_Passage shown_:
This is post 10 of 10 in the series “HOW TO …”
- How To Rise Above Resentment!
- How To Quit Worrying About Worry!
- How To Fly Like Eagles When You’re Surrounded By Turkeys!
- How To Look Smart When You Do Dumb Things!
- How To Do Right When Everything Goes Wrong!
- How To Turn Short-Term Losses Into Long-Term Gains!
- How To Get Out Of Death Alive!
- How To Put A Lid On Your Anger
- How To Stay Calm In The Midst Of Storm!
- How To Rekindle The Spark Of The Spirit!
How To Rekindle The Spark Of The Spirit!
There are two instances in Scripture where it is recorded that water was turned into something else. In the Old Testament, we read that Moses changed the water of the Nile River into blood. In the New Testament we read of how Jesus, at a wedding party, turned water into wine. There is a sense in which these two incidents symbolize the difference between the Old and the New Testaments. The Old Testament portrays life as a difficult and disciplined attempt to fulfill the law of God. It was a painful, sacrificial, bloody task. The New Testament, on the other hand, portrays life as a joyous, winsome response to God’s forgiving, redeeming grace in Jesus Christ. It is a life marked by the sheer joy of salvation and the celebration of hope.
Our question then is this: Do we as Christians have our lives reflecting the joy of Jesus Christ? Do we give evidence of God’s forgiving grace in our daily experience? Are we joyous people? Does the fire of God’s Spirit sparkle in our everyday living? Understand, please, that Jesus was the brightest, sunniest, happiest, most radiant, most joyous person who ever lived. And Jesus made it clear that He wants all Christians to experience the same joy. He said to His disciples on the last occasion He had to teach them before His crucifixion: “I have said these things to you that my joy might be in you and that your joy might be full.”
Why is it, do you think, that so many Christians do not seem to have the wine of this joy in their experience, but instead live lives better described as all “blood, sweat, and tears?” Why have we forgotten this promise of Jesus that if His joy is in us then our joy will be full? Friedrich Nietzsche, the atheist, had a valid criticism of the church when he said: “I would believe in the Christian salvation if Christians looked and acted a little more like people who have been saved!” Why is it that so many Christians seem to have lost the radiant spark of the Spirit in their daily living? Perhaps the answer will be found by looking at two things that were true in the life of Jesus, the most joyous person who ever lived.
First, Jesus was a joyous person because He triumphed over the tyranny of time.
One of the things that leads us as Christians away from joy is the pressure which comes from the endless course of our days and the activities which are packed so solidly into those days. Are you aware of the fact that the night the Titanic sank the wildly celebrating passengers on board so jammed the ship’s radio sending silly, senseless messages to friends and relatives back home that the other ships in the area could not get through to the Titanic with their radio warnings about the iceberg. That is a parable of our lives—sometimes so jammed with silly, senseless activity that the joyous, saving word of God in Jesus Christ cannot get through. Yes, sometimes we jam so much into our days and cram so much into our schedules that we lose the joy of being the children of God.

_Given problem 1_: Count the lines of the records that contain the string "trunk", treating uppercase and lowercase as distinct. Give only the number.
The sermon and the records are unrelated to each other.

_Records to process_:
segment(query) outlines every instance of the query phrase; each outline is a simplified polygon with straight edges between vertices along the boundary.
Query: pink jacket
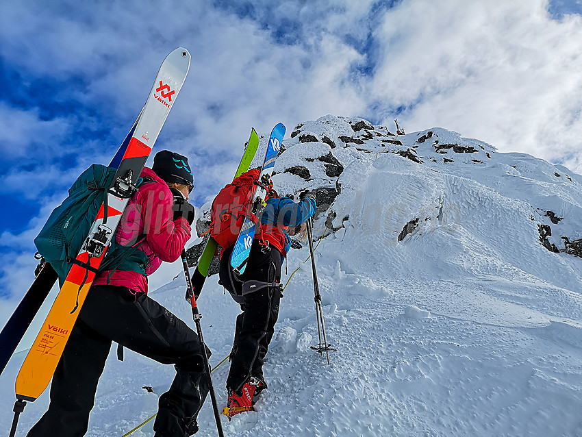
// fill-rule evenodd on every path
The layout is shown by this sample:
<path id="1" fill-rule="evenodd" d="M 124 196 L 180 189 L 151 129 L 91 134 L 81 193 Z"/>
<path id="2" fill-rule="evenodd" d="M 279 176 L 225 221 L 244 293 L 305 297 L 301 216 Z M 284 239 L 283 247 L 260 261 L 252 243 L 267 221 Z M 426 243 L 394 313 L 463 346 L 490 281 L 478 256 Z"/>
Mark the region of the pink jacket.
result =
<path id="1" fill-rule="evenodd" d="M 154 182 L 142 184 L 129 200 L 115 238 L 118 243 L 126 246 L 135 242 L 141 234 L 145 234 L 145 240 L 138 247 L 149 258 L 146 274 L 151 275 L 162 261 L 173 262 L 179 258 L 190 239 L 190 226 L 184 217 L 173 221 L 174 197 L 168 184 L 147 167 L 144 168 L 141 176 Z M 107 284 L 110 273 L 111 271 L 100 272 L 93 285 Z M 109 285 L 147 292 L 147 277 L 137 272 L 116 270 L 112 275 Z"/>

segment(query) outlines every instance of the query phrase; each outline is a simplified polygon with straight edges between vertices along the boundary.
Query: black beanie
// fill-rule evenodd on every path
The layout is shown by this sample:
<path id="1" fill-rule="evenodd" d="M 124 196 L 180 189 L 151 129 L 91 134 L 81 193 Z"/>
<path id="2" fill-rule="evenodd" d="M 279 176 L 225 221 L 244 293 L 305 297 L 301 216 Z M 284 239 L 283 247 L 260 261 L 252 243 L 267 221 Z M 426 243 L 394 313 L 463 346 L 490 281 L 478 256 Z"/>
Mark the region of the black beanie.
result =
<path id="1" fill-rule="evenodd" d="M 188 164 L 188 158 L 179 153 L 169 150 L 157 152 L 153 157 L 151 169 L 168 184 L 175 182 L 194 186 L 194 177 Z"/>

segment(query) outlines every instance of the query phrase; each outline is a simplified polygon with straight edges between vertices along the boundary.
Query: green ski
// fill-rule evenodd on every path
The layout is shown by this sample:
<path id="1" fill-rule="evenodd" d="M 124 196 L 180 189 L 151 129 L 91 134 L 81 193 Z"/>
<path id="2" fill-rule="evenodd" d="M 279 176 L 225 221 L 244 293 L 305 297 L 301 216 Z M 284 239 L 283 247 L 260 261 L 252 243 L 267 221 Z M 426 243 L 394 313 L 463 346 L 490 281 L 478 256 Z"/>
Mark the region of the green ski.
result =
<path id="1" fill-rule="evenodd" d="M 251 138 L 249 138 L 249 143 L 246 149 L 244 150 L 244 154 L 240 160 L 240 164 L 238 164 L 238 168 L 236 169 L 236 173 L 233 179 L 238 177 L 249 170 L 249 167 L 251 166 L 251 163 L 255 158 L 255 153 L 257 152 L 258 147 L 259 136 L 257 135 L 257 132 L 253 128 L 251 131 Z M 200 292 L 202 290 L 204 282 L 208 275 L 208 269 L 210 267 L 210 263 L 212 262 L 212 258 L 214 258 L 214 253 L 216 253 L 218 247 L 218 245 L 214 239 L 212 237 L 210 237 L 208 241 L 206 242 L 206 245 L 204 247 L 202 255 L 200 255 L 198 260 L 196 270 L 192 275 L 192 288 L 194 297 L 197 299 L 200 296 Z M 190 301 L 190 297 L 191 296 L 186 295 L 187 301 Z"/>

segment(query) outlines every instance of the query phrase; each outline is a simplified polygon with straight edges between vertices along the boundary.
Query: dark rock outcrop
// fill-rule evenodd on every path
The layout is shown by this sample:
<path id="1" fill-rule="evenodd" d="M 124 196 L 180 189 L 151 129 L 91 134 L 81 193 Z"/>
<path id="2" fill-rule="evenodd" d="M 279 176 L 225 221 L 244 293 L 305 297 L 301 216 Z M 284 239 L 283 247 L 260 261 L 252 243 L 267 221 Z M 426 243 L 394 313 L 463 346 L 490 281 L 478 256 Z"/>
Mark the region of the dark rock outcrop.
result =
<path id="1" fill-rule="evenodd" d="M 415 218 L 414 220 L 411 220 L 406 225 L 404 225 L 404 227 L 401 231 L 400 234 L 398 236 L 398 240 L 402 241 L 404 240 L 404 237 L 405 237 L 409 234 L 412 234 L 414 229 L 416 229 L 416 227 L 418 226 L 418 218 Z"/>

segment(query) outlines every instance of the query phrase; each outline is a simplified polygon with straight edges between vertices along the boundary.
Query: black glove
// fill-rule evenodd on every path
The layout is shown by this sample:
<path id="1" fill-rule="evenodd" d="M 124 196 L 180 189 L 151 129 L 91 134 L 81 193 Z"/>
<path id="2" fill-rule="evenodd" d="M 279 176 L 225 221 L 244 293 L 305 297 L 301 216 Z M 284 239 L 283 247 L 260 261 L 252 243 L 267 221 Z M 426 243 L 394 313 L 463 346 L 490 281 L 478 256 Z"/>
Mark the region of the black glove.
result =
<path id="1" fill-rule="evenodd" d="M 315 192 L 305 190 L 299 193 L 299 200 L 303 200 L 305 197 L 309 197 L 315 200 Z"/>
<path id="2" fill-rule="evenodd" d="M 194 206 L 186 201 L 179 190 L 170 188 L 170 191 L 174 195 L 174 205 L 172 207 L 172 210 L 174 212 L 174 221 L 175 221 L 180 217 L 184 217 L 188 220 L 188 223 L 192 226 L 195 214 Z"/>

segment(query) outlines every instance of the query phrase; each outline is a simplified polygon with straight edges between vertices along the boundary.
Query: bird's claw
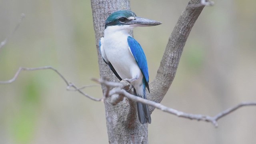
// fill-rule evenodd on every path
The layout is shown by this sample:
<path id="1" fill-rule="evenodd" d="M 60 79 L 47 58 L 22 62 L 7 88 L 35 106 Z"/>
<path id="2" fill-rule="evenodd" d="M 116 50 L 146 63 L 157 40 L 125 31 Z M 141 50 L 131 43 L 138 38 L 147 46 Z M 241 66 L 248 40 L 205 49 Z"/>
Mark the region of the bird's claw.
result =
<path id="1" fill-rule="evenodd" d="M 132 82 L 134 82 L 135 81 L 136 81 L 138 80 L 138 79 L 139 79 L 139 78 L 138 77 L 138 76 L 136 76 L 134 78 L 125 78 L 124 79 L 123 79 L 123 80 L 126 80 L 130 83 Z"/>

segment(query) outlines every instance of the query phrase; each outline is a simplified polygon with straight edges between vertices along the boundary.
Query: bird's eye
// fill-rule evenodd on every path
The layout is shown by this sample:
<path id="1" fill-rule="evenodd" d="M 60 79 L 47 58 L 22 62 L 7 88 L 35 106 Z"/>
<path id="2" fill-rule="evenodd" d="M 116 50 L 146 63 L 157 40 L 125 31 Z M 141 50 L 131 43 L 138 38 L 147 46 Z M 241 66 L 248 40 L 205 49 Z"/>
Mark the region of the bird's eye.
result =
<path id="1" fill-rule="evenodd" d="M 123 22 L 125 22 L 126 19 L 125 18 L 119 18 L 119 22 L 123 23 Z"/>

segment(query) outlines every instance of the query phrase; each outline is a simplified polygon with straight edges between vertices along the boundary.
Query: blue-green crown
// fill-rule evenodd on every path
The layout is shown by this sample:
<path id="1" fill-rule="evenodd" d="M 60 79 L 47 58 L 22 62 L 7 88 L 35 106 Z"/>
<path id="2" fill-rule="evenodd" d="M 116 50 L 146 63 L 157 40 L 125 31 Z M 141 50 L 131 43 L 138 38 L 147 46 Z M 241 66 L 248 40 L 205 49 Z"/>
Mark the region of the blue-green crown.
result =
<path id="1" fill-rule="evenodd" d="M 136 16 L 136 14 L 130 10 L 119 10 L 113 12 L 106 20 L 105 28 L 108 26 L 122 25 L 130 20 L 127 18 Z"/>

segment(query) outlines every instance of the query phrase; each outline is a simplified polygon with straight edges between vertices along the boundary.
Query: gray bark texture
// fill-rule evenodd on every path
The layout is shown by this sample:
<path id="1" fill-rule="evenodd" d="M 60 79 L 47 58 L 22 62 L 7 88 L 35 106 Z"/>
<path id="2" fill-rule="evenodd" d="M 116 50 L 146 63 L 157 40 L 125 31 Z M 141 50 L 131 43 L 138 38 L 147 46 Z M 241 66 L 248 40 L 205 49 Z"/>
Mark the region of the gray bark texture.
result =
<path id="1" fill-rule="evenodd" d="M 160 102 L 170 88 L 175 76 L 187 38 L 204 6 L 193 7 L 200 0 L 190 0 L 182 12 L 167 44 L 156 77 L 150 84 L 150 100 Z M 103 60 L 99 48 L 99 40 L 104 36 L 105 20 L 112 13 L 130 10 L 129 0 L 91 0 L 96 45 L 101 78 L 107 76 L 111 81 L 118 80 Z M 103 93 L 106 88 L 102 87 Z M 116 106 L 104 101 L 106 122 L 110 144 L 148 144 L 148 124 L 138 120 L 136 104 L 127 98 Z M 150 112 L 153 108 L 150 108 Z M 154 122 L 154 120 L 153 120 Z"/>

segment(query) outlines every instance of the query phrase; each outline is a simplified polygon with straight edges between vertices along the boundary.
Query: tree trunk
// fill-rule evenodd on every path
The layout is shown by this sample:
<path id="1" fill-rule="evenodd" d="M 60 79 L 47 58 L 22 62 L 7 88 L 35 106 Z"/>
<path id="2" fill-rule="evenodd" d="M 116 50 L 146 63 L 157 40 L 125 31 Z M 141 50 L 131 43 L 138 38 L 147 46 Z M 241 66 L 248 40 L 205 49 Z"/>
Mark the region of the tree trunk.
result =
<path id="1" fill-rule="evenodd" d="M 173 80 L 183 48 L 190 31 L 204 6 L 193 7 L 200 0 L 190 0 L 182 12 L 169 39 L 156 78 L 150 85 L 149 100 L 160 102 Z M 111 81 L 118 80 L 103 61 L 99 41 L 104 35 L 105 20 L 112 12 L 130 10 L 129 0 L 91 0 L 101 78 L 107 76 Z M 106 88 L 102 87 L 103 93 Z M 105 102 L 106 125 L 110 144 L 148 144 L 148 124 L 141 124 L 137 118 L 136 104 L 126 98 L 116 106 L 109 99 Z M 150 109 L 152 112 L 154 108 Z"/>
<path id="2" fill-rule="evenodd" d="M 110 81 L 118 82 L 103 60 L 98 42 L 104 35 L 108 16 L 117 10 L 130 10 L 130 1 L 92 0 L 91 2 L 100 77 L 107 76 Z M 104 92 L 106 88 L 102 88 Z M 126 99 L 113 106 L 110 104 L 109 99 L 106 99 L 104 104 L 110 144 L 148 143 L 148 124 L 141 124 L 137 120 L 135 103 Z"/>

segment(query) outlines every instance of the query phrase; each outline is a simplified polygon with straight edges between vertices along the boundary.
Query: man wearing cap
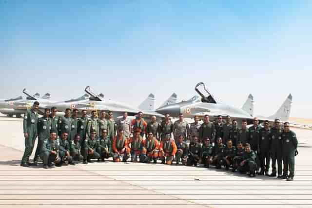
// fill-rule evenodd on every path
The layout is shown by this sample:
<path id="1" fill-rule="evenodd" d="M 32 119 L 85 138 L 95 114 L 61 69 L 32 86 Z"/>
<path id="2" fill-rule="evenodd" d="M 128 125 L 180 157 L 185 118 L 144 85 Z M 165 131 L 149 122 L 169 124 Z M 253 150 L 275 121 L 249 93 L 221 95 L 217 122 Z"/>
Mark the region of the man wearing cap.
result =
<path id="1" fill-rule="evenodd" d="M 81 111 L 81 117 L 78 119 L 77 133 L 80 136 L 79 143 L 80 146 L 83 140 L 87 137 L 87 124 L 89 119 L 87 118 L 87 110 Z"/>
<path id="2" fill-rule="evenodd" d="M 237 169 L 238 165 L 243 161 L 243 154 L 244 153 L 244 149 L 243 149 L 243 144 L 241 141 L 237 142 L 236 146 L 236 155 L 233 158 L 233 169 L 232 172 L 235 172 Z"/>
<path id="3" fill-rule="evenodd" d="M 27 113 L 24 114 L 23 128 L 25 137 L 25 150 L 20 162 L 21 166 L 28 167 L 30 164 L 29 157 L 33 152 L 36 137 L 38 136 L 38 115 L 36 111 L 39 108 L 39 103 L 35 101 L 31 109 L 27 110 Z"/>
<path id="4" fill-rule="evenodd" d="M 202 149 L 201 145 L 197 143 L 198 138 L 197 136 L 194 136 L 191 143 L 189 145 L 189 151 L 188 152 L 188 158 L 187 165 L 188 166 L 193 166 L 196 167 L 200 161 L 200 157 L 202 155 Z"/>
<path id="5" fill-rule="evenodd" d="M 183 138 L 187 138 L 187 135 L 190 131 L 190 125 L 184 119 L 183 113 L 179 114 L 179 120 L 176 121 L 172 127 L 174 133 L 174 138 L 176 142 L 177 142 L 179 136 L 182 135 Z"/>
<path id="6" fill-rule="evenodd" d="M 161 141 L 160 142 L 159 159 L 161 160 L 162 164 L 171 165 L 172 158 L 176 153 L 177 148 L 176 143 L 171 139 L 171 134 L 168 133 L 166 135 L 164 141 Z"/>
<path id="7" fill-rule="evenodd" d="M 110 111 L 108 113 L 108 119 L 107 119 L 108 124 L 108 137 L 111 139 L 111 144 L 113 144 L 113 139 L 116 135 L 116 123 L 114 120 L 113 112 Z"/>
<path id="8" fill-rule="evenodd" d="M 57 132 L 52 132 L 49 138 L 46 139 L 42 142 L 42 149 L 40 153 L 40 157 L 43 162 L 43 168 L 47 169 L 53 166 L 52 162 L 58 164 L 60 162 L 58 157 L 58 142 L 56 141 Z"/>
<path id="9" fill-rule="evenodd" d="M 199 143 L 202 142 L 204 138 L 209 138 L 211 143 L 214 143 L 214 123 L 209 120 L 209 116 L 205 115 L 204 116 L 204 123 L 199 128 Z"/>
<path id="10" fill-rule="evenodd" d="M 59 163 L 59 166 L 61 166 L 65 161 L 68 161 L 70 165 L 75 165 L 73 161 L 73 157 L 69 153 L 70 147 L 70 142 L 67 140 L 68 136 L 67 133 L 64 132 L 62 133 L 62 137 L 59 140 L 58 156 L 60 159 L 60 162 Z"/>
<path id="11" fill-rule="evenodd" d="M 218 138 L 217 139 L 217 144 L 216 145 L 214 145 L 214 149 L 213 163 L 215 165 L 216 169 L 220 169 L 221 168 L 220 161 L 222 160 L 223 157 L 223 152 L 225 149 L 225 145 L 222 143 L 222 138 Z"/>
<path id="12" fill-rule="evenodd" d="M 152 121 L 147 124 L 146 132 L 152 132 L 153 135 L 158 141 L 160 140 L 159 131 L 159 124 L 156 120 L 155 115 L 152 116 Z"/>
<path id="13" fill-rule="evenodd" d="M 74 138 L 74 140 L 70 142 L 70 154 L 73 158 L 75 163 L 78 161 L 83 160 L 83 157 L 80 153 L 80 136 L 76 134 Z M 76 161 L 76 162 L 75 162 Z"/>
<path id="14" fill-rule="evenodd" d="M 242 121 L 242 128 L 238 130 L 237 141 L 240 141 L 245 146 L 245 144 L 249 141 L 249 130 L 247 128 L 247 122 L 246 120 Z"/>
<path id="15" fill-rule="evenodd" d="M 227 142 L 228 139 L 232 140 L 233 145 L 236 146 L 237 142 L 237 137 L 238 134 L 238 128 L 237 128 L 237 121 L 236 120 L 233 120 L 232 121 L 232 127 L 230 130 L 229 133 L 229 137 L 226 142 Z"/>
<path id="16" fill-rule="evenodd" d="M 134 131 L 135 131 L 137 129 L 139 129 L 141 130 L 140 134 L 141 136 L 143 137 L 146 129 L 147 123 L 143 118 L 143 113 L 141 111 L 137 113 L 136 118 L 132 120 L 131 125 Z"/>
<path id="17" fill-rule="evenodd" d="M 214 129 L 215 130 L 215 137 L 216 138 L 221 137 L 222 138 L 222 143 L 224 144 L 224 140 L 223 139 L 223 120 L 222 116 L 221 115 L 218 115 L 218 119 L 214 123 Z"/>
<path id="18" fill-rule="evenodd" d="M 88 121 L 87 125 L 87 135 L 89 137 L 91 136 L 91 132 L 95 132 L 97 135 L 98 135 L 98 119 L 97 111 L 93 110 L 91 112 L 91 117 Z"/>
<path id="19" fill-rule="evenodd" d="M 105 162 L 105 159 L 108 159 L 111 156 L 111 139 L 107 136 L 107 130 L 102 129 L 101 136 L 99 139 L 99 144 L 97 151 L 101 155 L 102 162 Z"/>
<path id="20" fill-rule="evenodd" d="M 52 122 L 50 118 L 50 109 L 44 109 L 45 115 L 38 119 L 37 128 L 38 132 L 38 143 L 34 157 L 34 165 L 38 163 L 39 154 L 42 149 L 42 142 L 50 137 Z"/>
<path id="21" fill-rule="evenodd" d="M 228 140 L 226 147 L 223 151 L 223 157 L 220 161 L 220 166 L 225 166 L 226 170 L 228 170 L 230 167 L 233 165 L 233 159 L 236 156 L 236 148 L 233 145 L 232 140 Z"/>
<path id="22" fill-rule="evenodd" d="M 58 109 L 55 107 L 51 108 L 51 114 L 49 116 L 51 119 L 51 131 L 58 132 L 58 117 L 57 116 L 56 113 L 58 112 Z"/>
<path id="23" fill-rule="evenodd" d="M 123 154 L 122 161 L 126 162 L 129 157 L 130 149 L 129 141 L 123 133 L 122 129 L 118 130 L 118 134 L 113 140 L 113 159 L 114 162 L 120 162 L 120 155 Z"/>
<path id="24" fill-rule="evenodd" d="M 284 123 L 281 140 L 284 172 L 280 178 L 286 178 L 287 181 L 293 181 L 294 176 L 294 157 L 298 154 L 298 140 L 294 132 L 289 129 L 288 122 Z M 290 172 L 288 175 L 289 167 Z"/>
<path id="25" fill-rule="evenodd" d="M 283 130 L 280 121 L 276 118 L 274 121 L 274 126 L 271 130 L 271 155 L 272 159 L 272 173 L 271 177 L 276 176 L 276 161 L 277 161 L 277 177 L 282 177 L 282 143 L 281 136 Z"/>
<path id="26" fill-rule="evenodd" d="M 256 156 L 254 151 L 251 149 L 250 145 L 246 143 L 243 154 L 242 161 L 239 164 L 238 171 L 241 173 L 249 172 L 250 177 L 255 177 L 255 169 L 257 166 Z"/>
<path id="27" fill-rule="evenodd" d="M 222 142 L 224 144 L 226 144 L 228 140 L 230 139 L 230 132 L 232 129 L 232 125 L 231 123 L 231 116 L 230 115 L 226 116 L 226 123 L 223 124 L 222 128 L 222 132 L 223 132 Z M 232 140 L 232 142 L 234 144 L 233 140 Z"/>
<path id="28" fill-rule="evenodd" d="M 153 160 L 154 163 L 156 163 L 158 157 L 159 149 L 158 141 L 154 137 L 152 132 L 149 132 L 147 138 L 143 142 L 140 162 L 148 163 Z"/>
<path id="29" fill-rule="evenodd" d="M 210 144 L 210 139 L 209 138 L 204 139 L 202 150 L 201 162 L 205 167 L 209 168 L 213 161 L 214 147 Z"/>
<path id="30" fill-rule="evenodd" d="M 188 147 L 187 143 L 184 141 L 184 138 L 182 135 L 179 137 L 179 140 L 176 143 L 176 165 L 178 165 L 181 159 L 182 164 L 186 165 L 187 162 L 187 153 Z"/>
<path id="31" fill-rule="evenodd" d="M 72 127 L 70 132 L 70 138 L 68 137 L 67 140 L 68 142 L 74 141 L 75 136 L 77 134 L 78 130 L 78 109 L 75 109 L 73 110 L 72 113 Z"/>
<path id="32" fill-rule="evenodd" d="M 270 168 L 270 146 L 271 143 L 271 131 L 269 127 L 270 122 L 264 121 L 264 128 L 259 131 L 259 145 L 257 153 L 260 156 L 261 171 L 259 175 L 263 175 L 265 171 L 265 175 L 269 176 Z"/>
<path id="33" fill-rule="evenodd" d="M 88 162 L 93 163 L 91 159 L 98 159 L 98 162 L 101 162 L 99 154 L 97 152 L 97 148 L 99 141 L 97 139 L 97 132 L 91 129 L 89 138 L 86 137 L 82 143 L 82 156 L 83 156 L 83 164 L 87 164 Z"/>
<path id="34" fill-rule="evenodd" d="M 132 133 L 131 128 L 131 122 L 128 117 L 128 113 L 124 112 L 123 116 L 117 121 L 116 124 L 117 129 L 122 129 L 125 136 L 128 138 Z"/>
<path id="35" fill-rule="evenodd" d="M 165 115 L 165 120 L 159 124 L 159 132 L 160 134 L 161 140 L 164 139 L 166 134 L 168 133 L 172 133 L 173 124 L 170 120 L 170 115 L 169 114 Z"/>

_Given problem 2_:
Answer these questions from the sermon:
(a) Into what did Moses change the water of the Nile River?
(b) Which atheist does the sermon quote criticizing the church?
(c) On the night the Titanic sank, what did the celebrating passengers jam with their messages?

_Expected answer 1_: 2

_Expected answer 2_:
(a) Blood
(b) Friedrich Nietzsche
(c) The ship's radio